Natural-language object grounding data
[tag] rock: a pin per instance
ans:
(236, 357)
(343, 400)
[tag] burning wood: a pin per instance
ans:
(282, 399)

### About this exercise
Write the records out once more, exactly as shown.

### Response below
[tag] rock: a pin per instance
ans:
(236, 357)
(343, 400)
[tag] burning wood: a pin per instance
ans:
(282, 399)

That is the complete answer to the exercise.